§ TASK BRIEF
Show each line below that contains the word "goose".

"""

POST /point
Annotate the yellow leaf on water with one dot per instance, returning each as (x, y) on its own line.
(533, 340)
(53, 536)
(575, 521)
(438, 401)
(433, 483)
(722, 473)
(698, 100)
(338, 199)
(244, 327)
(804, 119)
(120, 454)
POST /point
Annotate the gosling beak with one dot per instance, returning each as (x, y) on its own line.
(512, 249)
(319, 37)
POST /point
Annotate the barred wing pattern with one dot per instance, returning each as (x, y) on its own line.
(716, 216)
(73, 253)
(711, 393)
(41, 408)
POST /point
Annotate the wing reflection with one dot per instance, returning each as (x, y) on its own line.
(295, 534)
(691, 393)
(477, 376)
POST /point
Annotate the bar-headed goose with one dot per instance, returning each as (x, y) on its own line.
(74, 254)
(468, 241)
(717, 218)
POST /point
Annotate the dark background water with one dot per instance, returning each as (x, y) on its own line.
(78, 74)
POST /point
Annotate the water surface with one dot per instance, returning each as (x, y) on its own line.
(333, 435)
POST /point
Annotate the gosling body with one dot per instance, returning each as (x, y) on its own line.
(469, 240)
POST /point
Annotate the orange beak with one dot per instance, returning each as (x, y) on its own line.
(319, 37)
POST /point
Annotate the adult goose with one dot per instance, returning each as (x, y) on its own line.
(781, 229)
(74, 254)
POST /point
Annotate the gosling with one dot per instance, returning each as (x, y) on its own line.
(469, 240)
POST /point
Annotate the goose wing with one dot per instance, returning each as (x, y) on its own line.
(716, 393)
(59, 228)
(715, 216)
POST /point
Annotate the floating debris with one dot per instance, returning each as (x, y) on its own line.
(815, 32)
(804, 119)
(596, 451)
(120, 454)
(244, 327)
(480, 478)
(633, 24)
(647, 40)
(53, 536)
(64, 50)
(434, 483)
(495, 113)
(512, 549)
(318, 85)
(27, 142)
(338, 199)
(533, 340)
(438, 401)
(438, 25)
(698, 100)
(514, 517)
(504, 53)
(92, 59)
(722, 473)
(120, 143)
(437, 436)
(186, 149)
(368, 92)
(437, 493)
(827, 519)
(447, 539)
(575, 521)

"""

§ FULL SOLUTION
Annotate the bar-headed goose with one dot per instance, returning each as (x, y) on its own line.
Annotate the adult goose with one dot per instance, returning each as (x, y) on its own line.
Annotate the goose wing with one dot per instance, returning each as (x, y) on its own line.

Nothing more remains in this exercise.